═════ Records to use

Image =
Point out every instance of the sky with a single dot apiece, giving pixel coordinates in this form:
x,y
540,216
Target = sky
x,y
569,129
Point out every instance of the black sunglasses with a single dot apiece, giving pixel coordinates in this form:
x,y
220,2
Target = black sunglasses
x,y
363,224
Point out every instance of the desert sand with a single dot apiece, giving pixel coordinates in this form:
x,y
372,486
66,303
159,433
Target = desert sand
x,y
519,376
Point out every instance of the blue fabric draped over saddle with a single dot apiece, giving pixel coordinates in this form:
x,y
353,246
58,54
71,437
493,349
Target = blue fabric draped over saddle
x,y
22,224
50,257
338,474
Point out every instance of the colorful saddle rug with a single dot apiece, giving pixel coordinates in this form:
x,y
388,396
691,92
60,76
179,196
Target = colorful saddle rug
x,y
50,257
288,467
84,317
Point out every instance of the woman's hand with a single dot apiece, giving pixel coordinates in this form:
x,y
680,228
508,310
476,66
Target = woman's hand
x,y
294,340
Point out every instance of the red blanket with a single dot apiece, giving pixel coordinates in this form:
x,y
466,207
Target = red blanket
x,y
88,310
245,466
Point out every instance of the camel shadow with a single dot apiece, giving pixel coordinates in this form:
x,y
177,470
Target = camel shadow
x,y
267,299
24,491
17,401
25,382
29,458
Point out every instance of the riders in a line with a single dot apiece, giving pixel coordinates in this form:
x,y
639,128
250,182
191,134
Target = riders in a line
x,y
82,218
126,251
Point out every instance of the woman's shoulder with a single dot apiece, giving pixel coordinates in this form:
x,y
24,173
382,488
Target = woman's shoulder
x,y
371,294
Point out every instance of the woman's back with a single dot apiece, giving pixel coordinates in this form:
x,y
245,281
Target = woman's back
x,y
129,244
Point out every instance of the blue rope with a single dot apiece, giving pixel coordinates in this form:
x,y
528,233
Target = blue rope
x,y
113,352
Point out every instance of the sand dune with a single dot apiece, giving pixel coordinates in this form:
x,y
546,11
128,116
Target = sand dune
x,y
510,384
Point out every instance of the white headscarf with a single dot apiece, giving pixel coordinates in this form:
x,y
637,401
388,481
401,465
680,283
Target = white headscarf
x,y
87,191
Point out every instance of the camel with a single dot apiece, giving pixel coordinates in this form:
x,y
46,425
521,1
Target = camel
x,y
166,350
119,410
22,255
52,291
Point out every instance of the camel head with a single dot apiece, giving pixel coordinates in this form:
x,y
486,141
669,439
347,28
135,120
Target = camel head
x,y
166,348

══════════
═════ Records to use

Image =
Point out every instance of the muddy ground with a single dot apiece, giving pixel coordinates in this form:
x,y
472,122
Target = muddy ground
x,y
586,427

══════════

• Exercise objective
Gather every line of the listing that contains the string "hand" and copy each one in full. Letter case counts when matching.

• Task output
Point out every instance of the woman's hand with a single dot apiece, giving pixel coordinates in this form:
Target = woman's hand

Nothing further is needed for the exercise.